**Page extract**.
Materials and Methods. A set of general scientific methods was used to study the Chinese experience of infrastructure megaprojects in Eurasia and Africa. The synthesis method was used to collect data on key industries and regions covered by Chinese initiatives and to form a holistic view of the geographical and sectoral dimensions of China's infrastructure expansion. The comparative method was used to compare the potential benefits and real challenges of infrastructure modernisation through Chinese investment, which allowed us to identify the asymmetry of benefits from these initiatives. Critical analysis was applied to study the problematic aspects of Chinese megaprojects, such as the risks of debt dependence, corruption risks, lack of proper accountability mechanisms, limited involvement of local resources, etc., which helped to identify systemic contradictions and potential threats to the participating countries.
The modelling method was used to develop a conceptual model for optimising Chinese initiatives, which involves the implementation of measures to ensure transparency, accountability, local resource mobilisation, equitable distribution of benefits and compliance with social and environmental standards. The structural-functional analysis was used to study the institutional model of Chinese infrastructure expansion, relying on close cooperation between the public and private sectors under the auspices of the central government. The systematisation was used to compile data on the geopolitical and geo-economic impact of Chinese megaprojects, identify key trends in their impact on the regional and global balance of power, and assess their role in the realisation of China's strategic interests in Eurasia and Africa.

**Exercise description**.
Continue the methods section on Chinese infrastructure megaprojects, starting after its final sentence. The rows that come next have nothing to do with the methods section on Chinese infrastructure megaprojects.

**Stored rows**.
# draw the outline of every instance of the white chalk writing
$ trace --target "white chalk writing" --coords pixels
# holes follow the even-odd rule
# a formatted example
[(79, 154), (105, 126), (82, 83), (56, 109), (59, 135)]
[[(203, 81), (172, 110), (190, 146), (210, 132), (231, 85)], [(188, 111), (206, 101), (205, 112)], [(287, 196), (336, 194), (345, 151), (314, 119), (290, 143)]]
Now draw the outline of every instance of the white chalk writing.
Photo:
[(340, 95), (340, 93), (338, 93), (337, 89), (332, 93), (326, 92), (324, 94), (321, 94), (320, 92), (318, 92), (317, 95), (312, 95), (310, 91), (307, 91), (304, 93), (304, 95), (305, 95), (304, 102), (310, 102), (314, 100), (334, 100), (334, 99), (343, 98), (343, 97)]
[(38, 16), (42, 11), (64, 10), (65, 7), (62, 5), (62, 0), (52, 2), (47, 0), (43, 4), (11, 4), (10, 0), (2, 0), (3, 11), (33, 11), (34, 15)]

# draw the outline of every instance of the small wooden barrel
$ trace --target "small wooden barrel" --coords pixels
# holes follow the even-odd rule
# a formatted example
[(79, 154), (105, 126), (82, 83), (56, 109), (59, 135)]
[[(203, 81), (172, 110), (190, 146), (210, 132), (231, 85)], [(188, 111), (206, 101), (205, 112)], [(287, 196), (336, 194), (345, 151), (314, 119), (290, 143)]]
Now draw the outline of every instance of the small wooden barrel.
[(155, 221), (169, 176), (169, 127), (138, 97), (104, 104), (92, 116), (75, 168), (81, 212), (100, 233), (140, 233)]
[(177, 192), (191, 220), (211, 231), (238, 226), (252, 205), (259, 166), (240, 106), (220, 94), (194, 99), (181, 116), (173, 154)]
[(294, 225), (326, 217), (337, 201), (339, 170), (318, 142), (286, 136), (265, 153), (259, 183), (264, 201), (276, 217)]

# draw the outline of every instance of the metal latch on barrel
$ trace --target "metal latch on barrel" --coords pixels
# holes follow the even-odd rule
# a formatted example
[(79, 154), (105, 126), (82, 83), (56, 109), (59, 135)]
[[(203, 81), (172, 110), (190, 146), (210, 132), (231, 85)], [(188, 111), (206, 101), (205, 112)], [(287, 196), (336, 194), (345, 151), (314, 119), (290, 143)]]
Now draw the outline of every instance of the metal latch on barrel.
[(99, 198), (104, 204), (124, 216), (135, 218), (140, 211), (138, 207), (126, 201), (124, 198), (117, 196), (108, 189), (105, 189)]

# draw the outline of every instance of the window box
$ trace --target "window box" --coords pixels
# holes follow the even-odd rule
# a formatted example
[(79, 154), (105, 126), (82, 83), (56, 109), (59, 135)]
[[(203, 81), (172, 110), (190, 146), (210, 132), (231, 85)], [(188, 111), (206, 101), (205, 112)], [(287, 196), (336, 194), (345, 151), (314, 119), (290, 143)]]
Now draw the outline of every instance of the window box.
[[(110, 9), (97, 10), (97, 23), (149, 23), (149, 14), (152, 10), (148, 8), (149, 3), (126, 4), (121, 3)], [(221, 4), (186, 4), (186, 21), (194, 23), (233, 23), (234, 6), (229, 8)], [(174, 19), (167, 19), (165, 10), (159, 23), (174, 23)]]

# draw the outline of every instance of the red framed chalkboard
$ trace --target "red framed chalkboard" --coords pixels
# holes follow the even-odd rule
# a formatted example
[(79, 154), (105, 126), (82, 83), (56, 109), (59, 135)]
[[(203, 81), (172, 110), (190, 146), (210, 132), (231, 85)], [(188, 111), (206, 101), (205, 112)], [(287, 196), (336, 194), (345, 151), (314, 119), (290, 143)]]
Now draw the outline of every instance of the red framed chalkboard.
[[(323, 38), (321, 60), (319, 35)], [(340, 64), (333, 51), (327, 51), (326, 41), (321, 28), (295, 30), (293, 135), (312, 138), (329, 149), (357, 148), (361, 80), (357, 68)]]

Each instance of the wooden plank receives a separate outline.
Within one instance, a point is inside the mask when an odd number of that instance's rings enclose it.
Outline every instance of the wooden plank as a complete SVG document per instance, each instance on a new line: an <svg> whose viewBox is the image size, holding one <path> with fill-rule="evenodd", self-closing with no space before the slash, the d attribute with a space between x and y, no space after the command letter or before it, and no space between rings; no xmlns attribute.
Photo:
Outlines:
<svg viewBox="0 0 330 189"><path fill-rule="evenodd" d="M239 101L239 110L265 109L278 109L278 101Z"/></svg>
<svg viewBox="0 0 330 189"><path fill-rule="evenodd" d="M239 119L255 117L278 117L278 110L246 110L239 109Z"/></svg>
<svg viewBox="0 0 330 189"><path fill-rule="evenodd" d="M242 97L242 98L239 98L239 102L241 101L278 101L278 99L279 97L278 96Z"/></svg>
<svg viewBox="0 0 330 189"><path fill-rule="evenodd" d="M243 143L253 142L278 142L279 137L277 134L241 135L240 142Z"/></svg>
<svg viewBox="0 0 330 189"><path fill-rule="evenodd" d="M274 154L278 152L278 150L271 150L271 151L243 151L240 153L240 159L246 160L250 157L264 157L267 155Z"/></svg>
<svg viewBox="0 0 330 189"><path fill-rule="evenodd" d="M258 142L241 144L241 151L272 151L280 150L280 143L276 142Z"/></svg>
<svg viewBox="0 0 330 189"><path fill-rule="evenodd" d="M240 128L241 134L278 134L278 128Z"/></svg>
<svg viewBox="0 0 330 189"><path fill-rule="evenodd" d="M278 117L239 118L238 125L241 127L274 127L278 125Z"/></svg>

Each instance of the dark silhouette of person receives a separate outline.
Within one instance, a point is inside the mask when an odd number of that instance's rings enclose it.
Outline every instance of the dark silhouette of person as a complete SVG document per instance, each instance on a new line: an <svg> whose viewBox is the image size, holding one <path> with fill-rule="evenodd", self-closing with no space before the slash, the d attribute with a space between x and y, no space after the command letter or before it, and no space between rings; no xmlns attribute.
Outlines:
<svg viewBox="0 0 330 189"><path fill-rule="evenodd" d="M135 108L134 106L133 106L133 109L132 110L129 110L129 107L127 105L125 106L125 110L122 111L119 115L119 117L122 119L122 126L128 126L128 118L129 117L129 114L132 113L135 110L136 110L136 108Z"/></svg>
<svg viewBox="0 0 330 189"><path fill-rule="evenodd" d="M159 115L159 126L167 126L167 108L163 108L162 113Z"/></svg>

**Reply to the task**.
To provide a comprehensive analysis of China's infrastructure megaprojects, an array of international standards and guidelines developed by reputable organisations were considered in the study. In particular, the G20 High-Level Principles for Promoting Integrity and Transparency in Infrastructure Development (G20 Osaka Leaders..., 2019) were studied, which set out a framework for ensuring integrity, transparency and good governance in infrastructure projects. The CoST Infrastructure Transparency Standard (2024), which aims to increase transparency and accountability in public infrastructure projects by disclosing key information at all stages of the project cycle, has also become an important source for the study. In addition, the OECD Guidelines on Anti-Corruption and Building Integrity in Public Investment (Recommendation of the Council on Guidelines..., 2019), which guides governments on strengthening anti-corruption mechanisms and promoting integrity in the planning, allocation and implementation of public investment projects, was analysed.
Alongside the international standards, the study included a wide range of analytical materials and reports prepared by both international organisations and national regulatory authorities. Publications by reputable analytical centres such as Chatham House (Wigna- raja et al., 2020) and CSIS (2023) were used to highlight various aspects of China's infrastructure expansion in Eurasia and Africa, including its scale, drivers, potential benefits and challenges. Reports of national regulatory bodies, such as the National Council for the Development and Monitoring of Local Content in Nigeria (Local Content Digest, 2022), were also analysed, providing valuable information on the experience of individual countries in developing and implementing mechanisms for attracting local resources and fairly distributing economic benefits from large-scale infrastructure projects. A variety of sources were used to comprehensively illustrate the specifics of China's infrastructure initiatives, identify key trends and patterns in their implementation, and develop recommendations for their optimisation, considering the interests of the participating countries and international standards of transparency and integrity.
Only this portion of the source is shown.